• [TASK]:
Convert the data below into a two-column CSV with the headers text and answer. Give each text its own row next to its answer, wrap every field in double quotes, and replace line breaks with spaces.

• [AVAILABLE DATA]:
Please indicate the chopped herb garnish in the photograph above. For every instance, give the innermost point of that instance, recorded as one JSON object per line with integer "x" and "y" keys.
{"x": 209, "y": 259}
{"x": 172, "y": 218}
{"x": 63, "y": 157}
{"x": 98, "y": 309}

• [EXERCISE SOLUTION]:
text,answer
"Please indicate the chopped herb garnish in the photograph above. For every instance, give the innermost point of that instance, recorded as one JSON object per line with integer ""x"" and ""y"" keys.","{""x"": 209, ""y"": 259} {""x"": 172, ""y"": 218} {""x"": 63, ""y"": 157} {""x"": 98, ""y"": 309}"